Problem to work on:
Count the lines in the rows below that contain the string "tree", and report only that number.

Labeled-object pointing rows
** Start **
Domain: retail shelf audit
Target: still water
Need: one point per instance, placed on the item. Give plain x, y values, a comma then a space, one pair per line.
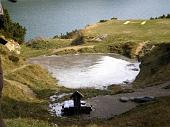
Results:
89, 70
46, 18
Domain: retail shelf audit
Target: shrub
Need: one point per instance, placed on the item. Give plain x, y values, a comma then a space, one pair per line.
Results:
78, 40
13, 57
11, 29
103, 20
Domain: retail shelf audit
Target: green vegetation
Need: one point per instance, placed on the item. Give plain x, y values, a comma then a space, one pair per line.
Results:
26, 103
162, 17
11, 29
155, 64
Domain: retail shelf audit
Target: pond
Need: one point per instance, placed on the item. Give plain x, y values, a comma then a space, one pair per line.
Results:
89, 70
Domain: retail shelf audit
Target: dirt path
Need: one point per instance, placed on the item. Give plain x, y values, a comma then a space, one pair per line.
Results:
24, 88
109, 106
19, 68
139, 48
72, 47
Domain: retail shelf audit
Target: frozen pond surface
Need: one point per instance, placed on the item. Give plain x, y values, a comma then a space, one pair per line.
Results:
89, 70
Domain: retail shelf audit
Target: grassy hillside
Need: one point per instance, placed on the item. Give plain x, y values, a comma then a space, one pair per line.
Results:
26, 103
26, 91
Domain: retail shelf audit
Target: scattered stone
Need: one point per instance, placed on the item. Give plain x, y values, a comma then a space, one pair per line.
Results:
124, 99
143, 99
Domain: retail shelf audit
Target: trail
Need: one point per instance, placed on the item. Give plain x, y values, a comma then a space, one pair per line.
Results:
139, 48
72, 47
109, 105
24, 88
19, 68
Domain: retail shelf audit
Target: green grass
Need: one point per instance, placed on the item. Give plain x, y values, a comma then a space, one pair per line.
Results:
19, 122
155, 66
153, 30
21, 108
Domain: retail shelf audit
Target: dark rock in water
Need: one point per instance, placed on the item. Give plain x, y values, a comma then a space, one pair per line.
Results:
124, 99
143, 99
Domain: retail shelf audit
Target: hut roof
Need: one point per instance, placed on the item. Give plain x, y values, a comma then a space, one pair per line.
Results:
77, 93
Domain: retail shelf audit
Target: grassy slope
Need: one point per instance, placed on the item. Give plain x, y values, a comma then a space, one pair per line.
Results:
25, 94
155, 31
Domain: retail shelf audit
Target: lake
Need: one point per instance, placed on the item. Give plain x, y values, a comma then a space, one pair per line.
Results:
46, 18
89, 70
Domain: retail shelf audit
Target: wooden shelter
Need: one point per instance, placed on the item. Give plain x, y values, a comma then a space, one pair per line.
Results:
76, 106
77, 96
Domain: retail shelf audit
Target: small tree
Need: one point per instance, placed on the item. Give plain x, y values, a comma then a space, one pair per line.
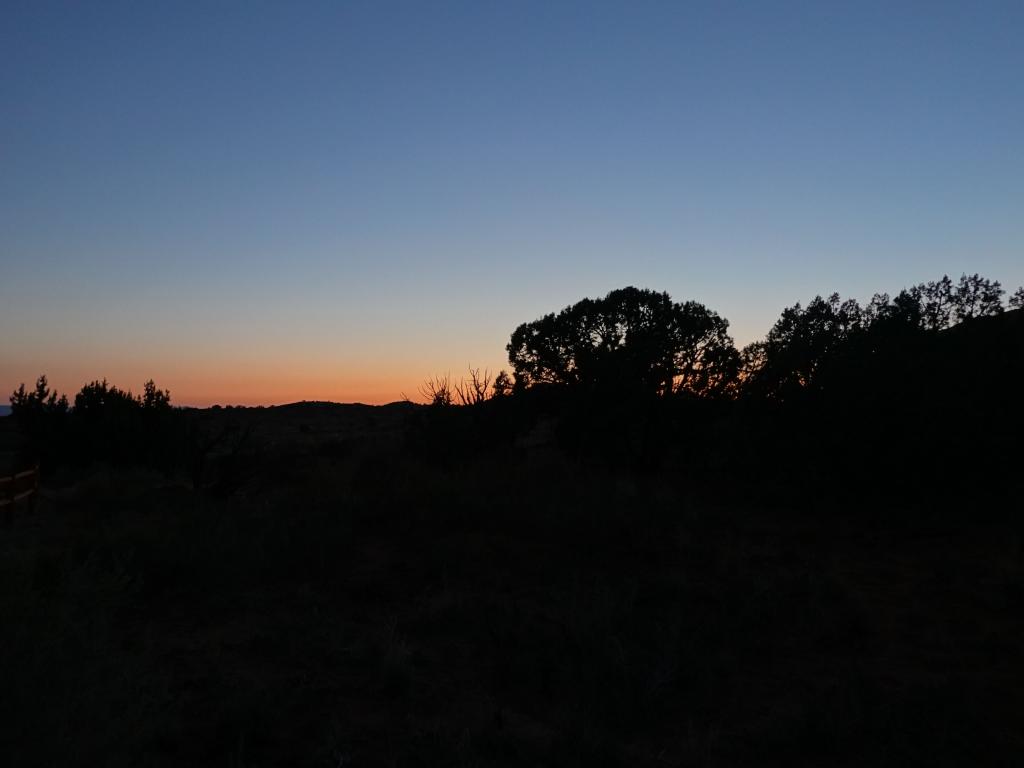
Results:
977, 297
437, 391
503, 385
474, 390
1017, 300
631, 340
154, 398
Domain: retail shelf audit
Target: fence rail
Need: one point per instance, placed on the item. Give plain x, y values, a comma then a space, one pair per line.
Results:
18, 486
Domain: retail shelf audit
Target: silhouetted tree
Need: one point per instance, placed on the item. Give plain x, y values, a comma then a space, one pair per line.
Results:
977, 297
802, 341
503, 384
632, 339
29, 403
1017, 300
937, 303
155, 398
438, 391
475, 389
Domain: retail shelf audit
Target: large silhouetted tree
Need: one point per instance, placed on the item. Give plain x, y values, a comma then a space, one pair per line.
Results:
632, 340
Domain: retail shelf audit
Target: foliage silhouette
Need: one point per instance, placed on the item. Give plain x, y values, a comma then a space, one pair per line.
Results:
633, 340
105, 424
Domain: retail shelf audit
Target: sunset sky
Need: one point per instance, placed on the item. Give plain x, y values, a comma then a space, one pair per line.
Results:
259, 203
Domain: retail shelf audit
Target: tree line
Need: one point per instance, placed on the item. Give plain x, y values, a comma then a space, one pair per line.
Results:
640, 342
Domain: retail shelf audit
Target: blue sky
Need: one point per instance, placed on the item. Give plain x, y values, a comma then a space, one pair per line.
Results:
262, 202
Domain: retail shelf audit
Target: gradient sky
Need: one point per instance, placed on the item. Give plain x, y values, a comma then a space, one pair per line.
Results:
267, 202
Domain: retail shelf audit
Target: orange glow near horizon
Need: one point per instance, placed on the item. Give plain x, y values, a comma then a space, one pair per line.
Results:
243, 384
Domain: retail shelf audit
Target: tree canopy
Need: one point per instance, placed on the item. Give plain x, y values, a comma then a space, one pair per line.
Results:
633, 338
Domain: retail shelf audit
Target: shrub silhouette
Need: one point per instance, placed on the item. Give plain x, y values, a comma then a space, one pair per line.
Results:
816, 347
632, 340
105, 424
1017, 300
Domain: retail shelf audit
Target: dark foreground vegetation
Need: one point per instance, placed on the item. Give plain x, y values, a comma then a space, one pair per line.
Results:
642, 547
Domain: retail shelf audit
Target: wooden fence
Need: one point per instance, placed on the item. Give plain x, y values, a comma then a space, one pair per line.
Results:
16, 487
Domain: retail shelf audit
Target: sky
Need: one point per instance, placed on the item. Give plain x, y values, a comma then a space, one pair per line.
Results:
267, 202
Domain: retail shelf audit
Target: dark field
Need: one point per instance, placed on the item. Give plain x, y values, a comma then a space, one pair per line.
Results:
349, 586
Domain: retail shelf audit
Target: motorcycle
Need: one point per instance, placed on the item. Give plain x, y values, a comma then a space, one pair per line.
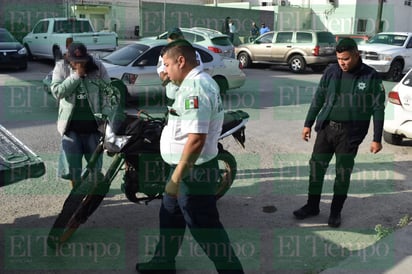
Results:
134, 147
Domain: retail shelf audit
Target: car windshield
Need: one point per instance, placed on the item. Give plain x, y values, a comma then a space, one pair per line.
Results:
125, 55
326, 37
388, 39
265, 38
5, 36
221, 41
407, 80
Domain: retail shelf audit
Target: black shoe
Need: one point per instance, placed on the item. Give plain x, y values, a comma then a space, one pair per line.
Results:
334, 220
152, 267
304, 212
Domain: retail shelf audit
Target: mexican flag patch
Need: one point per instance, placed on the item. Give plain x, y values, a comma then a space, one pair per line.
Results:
192, 102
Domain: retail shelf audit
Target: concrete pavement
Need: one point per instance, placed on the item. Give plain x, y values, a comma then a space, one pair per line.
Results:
392, 255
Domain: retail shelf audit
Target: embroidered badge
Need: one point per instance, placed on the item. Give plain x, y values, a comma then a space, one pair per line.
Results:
192, 102
382, 87
361, 85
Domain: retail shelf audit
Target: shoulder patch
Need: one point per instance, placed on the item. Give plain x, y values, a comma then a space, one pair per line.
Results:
192, 102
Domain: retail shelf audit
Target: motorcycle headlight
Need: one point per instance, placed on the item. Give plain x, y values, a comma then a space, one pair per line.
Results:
22, 51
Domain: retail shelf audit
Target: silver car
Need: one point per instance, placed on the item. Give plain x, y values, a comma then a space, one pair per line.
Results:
138, 61
297, 49
209, 38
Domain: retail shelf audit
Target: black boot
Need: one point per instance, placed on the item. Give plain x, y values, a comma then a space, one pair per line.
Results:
335, 210
310, 209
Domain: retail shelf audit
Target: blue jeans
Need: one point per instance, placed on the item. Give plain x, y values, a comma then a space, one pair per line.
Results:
75, 146
195, 207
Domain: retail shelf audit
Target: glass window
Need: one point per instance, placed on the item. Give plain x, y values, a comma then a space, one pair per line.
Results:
326, 37
221, 41
41, 27
206, 57
6, 36
284, 37
126, 55
150, 57
199, 38
72, 26
362, 25
189, 37
265, 38
303, 37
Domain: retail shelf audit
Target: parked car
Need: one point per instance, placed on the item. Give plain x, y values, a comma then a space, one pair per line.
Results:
50, 37
297, 49
140, 59
209, 38
12, 52
398, 112
359, 38
389, 53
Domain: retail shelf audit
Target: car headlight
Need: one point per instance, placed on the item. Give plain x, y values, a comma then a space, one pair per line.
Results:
22, 51
385, 57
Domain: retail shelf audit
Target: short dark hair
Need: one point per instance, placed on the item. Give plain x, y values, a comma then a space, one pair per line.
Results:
346, 44
180, 47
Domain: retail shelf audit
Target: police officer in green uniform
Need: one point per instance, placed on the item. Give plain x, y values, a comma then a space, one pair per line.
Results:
348, 95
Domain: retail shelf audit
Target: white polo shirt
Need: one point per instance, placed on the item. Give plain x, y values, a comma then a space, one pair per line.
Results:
197, 109
171, 88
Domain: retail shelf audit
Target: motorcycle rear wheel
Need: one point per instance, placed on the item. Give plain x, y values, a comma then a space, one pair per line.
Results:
228, 169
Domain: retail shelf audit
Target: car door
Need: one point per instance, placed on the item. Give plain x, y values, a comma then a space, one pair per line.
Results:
282, 45
408, 55
39, 40
262, 47
145, 67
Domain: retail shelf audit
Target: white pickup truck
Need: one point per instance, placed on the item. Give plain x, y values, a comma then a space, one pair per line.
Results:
51, 36
390, 53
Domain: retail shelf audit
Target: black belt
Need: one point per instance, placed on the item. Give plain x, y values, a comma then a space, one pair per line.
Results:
338, 125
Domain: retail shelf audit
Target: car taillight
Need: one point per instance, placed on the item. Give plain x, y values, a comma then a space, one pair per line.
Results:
214, 49
393, 97
129, 78
316, 51
68, 42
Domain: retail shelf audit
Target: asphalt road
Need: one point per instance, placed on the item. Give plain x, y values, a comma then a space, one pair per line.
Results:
257, 211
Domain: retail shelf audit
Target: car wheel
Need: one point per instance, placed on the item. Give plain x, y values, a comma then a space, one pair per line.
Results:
222, 83
318, 68
244, 59
297, 64
393, 139
24, 67
29, 55
395, 72
57, 54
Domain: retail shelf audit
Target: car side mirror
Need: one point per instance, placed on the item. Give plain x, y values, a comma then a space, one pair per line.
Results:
143, 63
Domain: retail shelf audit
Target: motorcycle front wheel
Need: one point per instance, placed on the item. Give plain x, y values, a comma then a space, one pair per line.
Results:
80, 205
227, 169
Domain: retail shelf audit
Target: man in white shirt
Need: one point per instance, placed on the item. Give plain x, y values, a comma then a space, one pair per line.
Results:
189, 145
172, 35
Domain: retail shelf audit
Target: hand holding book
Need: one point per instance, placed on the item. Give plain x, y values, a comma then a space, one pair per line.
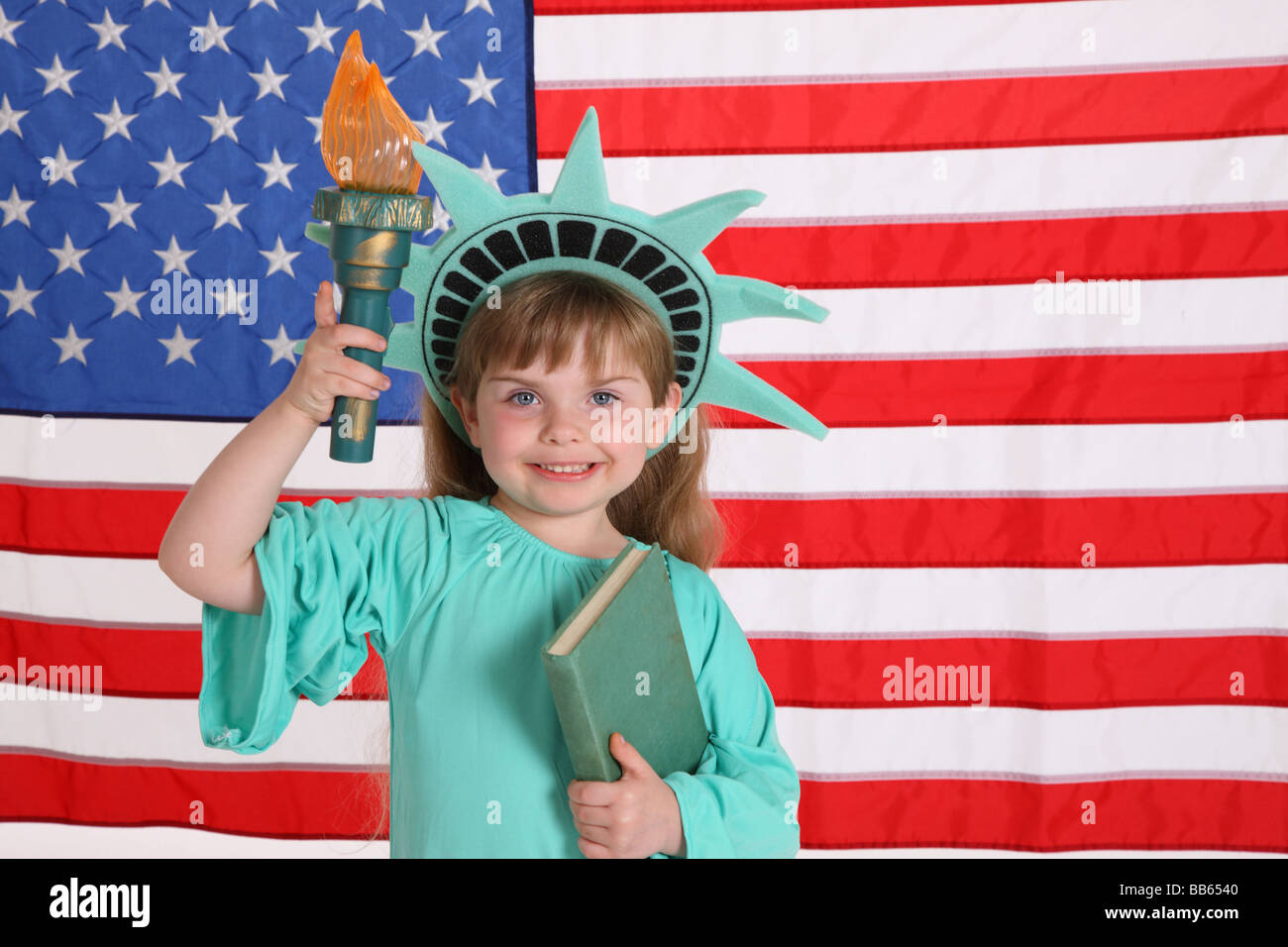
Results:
** End **
Result:
5